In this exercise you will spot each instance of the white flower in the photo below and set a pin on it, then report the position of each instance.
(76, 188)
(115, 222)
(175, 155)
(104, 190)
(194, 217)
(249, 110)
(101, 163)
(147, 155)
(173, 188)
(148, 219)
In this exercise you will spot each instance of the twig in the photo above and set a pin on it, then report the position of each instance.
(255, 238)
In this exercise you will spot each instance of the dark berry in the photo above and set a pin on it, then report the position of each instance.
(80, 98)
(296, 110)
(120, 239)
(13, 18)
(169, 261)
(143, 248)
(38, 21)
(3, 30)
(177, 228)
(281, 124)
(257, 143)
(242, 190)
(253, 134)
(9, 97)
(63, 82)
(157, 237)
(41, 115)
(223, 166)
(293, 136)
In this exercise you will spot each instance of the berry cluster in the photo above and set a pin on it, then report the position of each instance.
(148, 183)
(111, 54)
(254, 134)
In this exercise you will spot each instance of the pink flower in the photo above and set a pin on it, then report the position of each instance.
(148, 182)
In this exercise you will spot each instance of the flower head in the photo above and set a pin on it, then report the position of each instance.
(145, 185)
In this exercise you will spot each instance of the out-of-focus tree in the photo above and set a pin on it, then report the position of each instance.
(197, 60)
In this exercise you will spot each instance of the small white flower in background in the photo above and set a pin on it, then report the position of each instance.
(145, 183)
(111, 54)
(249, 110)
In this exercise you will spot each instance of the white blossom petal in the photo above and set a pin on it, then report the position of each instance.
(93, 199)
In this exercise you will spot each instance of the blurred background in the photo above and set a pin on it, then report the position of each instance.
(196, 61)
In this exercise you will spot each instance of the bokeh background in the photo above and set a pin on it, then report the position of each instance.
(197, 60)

WHAT YOU ARE ASKED TO DO> Quote only the lines from the one containing "In this exercise you will spot each instance of the bokeh" through the final line of the records, with both ends included.

SOLUTION FOR THIS TASK>
In this exercise you will spot each instance of the bokeh background in the photo above and set a pin on it, then report the position of each instance.
(197, 60)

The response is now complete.